Written task |
Restate word for word the lines from the one containing "fishing line in the photo above." through the end of the listing below, with both ends included.

Records for the task |
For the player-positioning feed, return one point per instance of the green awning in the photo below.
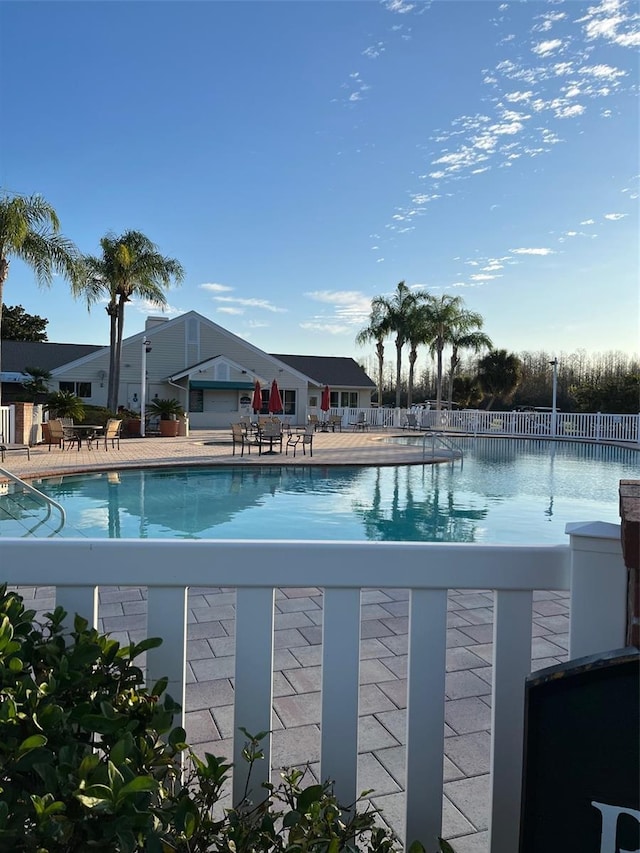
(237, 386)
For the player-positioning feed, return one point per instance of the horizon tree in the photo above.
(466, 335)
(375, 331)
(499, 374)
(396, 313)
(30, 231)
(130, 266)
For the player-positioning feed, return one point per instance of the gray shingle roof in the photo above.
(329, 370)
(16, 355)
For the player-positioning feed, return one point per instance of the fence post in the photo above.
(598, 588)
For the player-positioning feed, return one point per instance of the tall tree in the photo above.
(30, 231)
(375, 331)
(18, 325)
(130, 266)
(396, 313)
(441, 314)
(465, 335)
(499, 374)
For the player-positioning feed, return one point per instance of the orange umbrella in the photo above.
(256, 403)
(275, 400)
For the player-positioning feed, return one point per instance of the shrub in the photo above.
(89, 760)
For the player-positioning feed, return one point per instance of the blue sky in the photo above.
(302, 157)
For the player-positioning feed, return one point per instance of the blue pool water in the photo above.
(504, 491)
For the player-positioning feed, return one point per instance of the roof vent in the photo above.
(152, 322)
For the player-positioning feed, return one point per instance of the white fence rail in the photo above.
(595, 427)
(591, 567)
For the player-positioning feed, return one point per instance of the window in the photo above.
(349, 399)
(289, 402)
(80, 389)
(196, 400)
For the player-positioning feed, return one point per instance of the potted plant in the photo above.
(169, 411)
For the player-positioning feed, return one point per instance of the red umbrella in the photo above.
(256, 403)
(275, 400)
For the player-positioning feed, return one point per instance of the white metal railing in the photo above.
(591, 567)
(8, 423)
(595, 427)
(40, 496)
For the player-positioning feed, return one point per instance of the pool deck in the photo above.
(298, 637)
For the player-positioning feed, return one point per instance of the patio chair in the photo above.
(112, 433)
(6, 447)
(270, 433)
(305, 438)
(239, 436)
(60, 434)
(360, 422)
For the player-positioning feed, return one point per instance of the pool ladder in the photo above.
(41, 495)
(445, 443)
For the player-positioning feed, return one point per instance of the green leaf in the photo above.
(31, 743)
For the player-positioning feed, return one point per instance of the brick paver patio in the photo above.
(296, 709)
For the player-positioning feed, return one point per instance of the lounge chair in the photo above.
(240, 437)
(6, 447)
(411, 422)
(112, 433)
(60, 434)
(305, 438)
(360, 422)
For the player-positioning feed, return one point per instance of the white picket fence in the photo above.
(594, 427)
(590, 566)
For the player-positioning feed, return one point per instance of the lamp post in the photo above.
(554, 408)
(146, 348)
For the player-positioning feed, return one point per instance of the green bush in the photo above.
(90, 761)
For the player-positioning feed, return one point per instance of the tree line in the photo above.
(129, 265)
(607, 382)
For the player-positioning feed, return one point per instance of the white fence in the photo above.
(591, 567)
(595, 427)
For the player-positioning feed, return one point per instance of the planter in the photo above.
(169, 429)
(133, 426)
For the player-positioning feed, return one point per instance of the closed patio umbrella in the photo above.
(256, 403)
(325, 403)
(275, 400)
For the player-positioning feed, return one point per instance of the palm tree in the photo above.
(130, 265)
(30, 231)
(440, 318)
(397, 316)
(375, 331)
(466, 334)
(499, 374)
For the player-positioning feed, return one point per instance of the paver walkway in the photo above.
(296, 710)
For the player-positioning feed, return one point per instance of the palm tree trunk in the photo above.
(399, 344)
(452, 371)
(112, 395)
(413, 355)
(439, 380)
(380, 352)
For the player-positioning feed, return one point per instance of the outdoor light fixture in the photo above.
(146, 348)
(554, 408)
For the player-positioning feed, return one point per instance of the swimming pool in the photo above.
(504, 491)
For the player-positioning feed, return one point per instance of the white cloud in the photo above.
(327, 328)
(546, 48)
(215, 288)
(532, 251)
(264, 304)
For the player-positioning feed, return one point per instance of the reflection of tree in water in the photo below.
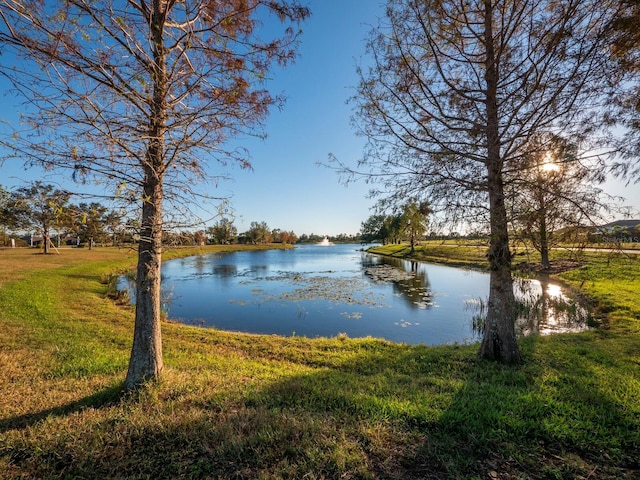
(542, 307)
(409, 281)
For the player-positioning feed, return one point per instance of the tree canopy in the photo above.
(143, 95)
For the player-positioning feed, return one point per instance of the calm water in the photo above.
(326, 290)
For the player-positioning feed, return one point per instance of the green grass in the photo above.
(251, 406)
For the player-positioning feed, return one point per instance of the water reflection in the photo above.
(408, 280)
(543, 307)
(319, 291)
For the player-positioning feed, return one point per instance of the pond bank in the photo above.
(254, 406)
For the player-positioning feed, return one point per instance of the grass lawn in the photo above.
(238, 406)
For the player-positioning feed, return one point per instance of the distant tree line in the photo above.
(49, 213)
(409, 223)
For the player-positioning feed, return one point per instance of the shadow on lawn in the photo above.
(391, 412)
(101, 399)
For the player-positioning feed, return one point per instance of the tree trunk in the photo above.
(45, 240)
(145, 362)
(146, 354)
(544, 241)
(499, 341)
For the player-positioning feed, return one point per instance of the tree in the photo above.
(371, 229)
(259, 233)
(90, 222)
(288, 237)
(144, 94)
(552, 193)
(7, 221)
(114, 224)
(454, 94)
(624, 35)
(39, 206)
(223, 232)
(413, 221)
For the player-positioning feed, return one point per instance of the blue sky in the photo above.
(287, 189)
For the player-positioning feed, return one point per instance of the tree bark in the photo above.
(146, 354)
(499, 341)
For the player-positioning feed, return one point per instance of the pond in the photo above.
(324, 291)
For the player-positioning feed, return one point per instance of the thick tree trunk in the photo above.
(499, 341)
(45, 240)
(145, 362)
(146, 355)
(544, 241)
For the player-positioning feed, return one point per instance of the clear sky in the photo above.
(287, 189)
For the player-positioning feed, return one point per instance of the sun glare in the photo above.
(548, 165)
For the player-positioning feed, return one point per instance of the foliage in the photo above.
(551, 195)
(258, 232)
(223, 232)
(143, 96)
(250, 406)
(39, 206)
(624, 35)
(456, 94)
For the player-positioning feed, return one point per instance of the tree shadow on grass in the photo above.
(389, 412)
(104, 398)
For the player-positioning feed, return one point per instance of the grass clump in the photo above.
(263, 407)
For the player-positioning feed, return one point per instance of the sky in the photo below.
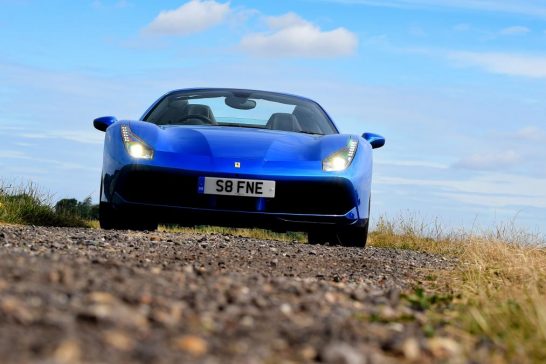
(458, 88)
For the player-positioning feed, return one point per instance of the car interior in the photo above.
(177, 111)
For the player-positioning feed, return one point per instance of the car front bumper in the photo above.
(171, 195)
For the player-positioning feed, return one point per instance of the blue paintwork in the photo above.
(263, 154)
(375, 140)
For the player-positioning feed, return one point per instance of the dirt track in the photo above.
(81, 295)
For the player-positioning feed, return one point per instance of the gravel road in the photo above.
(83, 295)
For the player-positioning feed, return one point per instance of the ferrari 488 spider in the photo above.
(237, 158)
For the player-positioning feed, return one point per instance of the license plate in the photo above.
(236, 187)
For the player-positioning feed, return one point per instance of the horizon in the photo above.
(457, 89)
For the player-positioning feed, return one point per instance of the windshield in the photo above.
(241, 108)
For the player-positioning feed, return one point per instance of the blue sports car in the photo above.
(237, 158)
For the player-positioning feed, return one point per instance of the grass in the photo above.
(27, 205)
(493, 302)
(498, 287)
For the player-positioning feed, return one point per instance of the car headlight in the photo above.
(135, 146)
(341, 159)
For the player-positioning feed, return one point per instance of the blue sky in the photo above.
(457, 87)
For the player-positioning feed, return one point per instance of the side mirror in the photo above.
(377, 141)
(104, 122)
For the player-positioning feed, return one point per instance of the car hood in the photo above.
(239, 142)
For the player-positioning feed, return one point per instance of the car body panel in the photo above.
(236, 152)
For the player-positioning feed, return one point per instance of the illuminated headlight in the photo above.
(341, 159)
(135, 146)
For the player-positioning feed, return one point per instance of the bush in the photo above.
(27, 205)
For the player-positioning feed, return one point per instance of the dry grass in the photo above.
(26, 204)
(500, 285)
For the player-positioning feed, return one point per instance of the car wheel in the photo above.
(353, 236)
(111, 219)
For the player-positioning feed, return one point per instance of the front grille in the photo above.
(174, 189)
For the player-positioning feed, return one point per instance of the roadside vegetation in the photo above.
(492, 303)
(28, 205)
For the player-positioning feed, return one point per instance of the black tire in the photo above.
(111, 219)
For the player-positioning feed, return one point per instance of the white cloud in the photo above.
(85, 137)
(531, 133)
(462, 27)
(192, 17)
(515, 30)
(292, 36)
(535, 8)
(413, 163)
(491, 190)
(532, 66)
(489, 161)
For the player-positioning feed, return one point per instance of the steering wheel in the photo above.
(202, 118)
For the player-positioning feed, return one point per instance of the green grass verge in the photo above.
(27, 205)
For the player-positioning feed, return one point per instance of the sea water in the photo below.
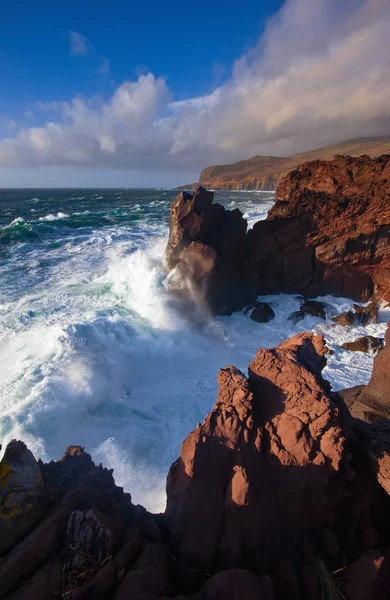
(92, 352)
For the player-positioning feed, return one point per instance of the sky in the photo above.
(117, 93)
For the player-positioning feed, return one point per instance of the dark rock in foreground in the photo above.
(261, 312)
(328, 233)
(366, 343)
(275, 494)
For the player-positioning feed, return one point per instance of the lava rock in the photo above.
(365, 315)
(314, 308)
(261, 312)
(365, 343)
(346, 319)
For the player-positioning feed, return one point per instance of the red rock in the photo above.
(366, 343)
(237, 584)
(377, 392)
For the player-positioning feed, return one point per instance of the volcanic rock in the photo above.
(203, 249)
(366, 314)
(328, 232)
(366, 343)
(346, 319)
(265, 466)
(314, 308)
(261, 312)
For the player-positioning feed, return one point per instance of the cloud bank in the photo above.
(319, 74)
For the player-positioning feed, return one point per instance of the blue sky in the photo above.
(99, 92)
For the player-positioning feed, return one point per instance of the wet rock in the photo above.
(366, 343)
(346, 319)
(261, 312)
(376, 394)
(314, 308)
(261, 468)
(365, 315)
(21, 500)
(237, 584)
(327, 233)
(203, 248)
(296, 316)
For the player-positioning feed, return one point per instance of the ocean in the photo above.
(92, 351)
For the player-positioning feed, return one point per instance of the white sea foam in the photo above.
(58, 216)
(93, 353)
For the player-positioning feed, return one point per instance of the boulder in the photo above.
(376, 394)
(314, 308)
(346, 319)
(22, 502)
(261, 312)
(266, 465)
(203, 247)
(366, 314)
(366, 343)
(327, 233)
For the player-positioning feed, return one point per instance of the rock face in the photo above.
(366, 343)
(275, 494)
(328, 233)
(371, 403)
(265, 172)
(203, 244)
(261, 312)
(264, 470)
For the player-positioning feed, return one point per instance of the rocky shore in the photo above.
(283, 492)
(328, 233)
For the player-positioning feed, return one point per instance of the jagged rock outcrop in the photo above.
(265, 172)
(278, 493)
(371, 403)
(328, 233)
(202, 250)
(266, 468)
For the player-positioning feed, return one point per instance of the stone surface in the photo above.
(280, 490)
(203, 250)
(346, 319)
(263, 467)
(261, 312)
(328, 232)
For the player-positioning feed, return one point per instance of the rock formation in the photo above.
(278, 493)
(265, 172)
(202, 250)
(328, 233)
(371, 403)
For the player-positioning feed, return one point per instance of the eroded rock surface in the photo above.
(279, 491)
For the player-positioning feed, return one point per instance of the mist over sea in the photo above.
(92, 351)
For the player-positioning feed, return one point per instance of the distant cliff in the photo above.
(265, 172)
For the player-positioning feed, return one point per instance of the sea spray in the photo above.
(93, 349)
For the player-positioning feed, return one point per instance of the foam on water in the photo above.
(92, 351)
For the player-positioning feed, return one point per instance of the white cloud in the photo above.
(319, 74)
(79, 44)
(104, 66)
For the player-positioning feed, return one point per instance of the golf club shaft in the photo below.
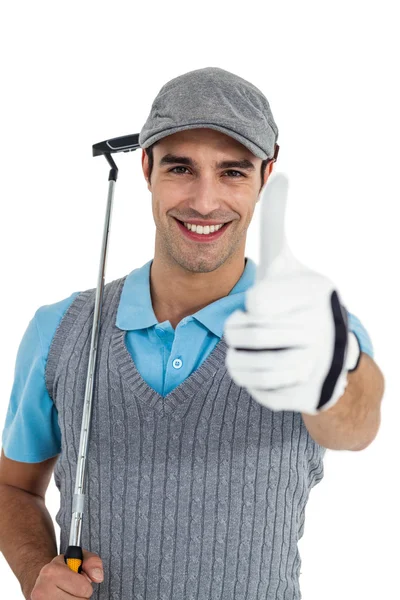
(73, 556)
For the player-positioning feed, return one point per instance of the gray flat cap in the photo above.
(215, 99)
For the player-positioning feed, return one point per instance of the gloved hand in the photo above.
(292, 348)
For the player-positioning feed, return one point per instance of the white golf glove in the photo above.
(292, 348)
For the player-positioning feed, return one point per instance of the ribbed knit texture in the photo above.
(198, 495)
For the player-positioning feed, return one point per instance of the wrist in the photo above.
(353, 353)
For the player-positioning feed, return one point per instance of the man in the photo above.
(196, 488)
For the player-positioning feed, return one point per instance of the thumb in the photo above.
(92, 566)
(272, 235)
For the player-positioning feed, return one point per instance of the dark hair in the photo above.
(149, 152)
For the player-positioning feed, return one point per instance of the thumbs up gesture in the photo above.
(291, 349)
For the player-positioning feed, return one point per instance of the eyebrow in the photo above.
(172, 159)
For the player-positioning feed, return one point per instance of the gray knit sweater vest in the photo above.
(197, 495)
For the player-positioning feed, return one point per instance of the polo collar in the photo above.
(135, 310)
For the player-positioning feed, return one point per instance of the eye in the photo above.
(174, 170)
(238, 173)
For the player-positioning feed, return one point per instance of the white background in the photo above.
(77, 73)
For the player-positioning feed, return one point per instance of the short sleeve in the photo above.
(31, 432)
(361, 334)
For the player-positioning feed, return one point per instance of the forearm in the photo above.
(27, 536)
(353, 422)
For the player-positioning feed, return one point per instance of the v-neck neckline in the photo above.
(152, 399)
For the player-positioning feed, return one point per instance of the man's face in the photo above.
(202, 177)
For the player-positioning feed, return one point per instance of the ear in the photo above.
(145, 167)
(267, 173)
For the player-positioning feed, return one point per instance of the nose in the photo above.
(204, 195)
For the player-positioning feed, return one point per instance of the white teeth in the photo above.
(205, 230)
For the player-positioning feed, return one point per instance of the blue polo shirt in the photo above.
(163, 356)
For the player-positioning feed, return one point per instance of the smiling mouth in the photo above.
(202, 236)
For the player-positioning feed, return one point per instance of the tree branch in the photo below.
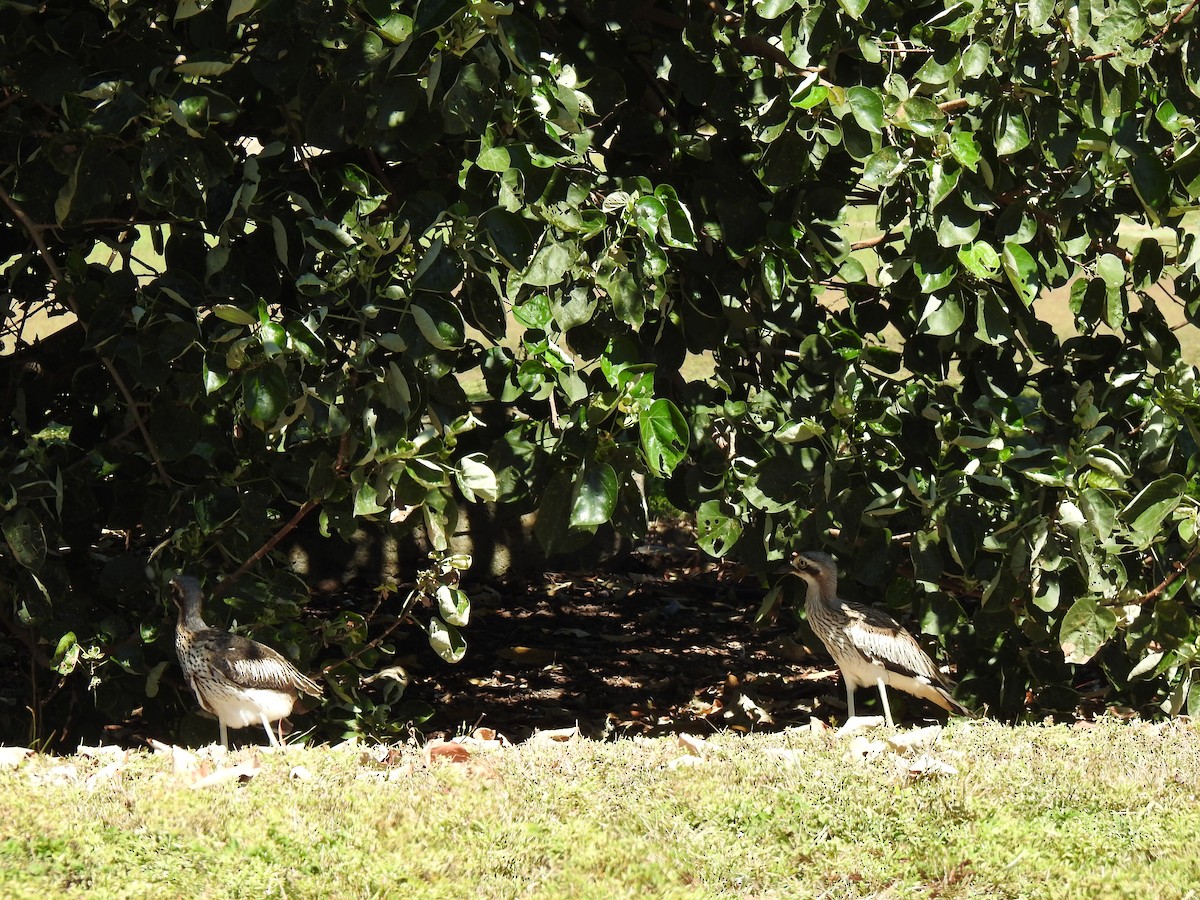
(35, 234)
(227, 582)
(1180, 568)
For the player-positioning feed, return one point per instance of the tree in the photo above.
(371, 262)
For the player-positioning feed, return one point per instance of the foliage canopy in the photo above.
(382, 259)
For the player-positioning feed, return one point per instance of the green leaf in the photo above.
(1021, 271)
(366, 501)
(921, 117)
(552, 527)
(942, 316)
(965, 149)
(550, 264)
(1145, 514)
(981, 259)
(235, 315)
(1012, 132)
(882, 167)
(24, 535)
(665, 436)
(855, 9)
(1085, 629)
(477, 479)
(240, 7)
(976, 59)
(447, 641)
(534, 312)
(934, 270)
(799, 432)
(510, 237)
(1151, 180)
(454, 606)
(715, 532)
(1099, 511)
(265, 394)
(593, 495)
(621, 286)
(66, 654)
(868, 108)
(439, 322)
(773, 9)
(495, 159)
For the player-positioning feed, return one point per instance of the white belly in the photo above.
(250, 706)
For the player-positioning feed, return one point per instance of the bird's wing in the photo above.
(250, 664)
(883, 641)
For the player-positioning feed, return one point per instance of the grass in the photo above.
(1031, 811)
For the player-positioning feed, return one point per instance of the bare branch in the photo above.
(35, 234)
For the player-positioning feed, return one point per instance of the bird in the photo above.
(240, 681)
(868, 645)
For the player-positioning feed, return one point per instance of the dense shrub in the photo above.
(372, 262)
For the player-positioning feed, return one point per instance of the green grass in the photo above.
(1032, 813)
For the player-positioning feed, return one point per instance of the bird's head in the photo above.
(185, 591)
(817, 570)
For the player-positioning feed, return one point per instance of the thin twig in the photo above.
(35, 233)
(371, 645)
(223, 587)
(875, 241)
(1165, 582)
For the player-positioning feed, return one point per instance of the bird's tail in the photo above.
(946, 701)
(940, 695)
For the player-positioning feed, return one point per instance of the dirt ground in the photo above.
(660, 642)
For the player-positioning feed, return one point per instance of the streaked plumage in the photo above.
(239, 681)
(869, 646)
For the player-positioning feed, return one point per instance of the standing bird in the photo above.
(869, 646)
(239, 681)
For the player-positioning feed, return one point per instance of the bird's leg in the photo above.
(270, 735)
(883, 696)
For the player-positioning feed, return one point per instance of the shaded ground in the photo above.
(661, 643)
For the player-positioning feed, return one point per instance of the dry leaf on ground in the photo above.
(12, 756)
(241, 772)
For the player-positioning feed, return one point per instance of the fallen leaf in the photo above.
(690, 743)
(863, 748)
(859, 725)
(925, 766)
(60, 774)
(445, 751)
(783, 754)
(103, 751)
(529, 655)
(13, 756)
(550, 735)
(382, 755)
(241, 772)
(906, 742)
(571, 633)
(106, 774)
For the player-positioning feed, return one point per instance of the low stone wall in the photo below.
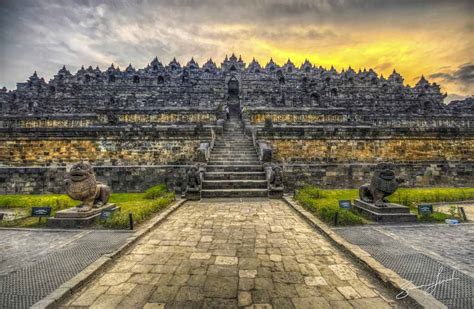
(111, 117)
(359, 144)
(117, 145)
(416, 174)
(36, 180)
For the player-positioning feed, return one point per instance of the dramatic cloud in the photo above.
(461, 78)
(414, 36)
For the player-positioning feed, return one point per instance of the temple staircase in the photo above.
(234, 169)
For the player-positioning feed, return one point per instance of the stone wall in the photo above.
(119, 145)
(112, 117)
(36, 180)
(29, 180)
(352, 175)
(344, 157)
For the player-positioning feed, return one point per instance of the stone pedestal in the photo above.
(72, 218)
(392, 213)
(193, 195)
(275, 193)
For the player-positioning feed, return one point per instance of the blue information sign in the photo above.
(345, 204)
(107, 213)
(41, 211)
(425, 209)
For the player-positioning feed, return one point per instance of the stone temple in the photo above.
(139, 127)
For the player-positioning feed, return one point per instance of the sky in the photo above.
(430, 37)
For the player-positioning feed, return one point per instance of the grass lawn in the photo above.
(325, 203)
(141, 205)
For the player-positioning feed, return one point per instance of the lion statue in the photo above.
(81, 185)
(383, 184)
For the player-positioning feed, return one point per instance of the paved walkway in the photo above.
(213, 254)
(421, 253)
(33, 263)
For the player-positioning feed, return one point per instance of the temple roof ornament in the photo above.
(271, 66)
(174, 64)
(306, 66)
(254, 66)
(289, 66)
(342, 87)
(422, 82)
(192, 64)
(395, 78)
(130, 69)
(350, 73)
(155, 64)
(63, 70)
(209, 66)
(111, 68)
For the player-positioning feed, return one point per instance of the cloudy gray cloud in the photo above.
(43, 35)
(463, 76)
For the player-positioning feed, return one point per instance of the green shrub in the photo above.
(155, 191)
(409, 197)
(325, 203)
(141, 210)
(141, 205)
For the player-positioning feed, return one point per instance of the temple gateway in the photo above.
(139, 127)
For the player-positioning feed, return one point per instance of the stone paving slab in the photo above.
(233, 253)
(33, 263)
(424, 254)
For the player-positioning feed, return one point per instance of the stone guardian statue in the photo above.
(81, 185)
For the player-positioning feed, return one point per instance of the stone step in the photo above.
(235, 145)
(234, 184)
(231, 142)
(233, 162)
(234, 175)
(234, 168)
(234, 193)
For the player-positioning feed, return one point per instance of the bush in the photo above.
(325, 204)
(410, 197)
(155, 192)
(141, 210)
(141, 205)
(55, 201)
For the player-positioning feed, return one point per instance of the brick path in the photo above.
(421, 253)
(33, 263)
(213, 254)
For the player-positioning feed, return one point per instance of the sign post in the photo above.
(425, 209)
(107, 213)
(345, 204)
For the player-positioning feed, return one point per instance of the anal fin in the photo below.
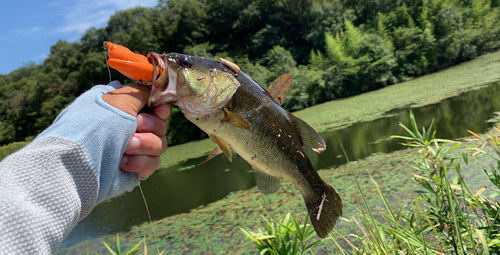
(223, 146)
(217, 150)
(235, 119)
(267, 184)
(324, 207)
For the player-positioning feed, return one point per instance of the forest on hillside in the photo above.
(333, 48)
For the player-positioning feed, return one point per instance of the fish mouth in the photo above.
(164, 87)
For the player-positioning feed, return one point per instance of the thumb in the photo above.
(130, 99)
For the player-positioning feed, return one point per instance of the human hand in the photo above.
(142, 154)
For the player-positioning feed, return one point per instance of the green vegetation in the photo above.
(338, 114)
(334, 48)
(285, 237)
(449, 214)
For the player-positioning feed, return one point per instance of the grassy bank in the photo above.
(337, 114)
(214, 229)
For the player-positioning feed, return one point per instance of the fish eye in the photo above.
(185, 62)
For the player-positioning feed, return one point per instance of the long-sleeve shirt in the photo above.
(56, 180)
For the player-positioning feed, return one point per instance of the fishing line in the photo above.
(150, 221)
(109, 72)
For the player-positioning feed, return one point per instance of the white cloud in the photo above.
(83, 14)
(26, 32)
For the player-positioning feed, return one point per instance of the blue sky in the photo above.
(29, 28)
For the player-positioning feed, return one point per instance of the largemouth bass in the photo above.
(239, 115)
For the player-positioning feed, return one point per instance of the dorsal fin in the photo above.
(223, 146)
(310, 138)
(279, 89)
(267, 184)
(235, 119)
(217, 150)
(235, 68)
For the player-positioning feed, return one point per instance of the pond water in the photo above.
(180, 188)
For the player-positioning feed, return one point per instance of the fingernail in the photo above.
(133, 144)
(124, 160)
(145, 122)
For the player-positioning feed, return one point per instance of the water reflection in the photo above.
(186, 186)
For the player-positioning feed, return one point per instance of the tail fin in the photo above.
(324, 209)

Full answer |
For the player-positioning feed, return one point per instance of the fishing line in the photo above.
(150, 221)
(109, 72)
For the player-positioning feed, return one point per instance of the white cloud in the photo above.
(83, 14)
(26, 32)
For the player-positioning feed, return one point per instance of the blue sky in the photo above.
(29, 28)
For the player-positioning feed, return one point per instance of the largemouth bass in the photo above.
(239, 115)
For the player-positioning feed, return one point per instance of the dorsal fin in the photo above.
(223, 146)
(310, 138)
(279, 89)
(267, 184)
(235, 119)
(217, 150)
(235, 68)
For the player-positioning feed, return one point per instance of the pond water in the photo above.
(180, 188)
For the player-positioning feed, return one point per instance of the fingernail in the photo above.
(133, 144)
(124, 160)
(145, 122)
For the player-positioning feed, return one point per instance of the water reflection in the photo above.
(186, 186)
For the player-positioning feed, return one point per instance of the tail fin in the photo above.
(324, 209)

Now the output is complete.